== Task directions ==
Carry on the news report below about the spam fine against a Shenzhen company, picking up after its final sentence.

== Excerpt ==

--

In a clear warning to spammers that the sending of vast amounts of junk mail will no longer be tolerated, a Shenzhen company has recently been fined 5,000 yuan ($625) for repeatedly spamming netizens since January this year.
The penalty, believed to be the first of its kind in the country, was meted out based on a national anti-spam regulation, "Measures for the Administration of Internet Email Service," which was announced in March.
"The fine will send a warning to spam senders," said Zhang Aiping, vice-director of the Guangdong Provincial Administration of Communication.
This new regulation bans the sending of all junk mail without the recipient's permission, as well as banning all e-mails marked "advertisement" or "AD."
Fines up of to 30,000 yuan (US$3,750) can now be imposed on companies or individuals making money illegally via the sending of junk mail.
Guangdong, south China's economic powerhouse, has been a major victim of junk mail in recent years. Spam in the province accounts for nearly a tenth of the country's total, according to Zhang.
The provincial communication administration launched a campaign against illegal mail in June but Internet users remain convinced that the anti-spam regulation will be strictly enforced.

--

Records from a data collection
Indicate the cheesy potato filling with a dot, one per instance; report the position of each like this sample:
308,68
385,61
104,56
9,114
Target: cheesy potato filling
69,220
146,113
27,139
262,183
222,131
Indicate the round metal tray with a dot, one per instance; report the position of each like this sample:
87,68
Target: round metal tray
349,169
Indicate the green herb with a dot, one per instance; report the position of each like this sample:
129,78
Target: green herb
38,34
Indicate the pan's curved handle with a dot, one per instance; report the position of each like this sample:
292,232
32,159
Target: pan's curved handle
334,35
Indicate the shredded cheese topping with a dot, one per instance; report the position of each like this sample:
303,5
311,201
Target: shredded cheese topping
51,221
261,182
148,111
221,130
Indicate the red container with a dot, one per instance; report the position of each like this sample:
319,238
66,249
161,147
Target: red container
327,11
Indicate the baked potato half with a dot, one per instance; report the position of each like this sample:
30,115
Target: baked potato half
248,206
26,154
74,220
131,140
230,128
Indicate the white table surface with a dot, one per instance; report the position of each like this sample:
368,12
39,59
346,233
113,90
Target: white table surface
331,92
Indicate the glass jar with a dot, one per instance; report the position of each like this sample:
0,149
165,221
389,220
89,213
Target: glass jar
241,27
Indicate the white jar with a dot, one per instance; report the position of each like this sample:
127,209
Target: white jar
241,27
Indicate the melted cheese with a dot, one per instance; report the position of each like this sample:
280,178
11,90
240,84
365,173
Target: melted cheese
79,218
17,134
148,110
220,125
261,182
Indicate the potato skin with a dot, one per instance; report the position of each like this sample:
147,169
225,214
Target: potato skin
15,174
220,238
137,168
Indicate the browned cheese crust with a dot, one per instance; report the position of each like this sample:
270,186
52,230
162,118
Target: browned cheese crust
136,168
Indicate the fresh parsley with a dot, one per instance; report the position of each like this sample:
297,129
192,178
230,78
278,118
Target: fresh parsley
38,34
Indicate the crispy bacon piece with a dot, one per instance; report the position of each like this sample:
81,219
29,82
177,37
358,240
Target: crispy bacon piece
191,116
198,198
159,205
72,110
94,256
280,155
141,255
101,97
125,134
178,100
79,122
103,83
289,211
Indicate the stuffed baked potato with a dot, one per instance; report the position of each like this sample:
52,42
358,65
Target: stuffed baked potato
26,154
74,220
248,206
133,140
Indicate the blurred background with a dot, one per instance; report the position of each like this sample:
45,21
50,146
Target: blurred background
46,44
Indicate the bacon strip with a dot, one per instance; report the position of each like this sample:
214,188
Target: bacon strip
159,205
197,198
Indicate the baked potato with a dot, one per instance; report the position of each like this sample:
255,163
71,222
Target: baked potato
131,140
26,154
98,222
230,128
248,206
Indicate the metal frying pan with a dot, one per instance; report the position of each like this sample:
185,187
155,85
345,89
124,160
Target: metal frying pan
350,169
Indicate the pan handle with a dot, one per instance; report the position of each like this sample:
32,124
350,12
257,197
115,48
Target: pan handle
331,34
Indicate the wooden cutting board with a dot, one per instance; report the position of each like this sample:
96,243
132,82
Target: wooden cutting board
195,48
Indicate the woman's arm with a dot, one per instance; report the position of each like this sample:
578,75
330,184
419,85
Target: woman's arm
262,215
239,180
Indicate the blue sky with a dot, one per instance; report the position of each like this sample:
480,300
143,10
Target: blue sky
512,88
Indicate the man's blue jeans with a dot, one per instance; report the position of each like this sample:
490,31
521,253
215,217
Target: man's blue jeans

--

== Response area ==
"I still receive a lot of junk mail," said an annoyed Huang Xiaoqing, a worker in a Guangzhou-based logistic company. "I have to spend a lot of time dealing with it; and viruses attached to these e-mails are a major concern."
Despite a recent crackdown, spamming actually rose in July when compared to previous months, sources with the Internet Society of China (ISC) revealed.
China has 111 million Internet users, second only to the United States and each of them received an average of 16.8 junk mails a week from August 2004 to April 2005. It is estimated by the ISC that Chinese netizens receive more than 50 billion junk mails annually.
Starting next month, key regions across China will be provided with ISC-trained mail service administrators to help improve their firms' defence against spam.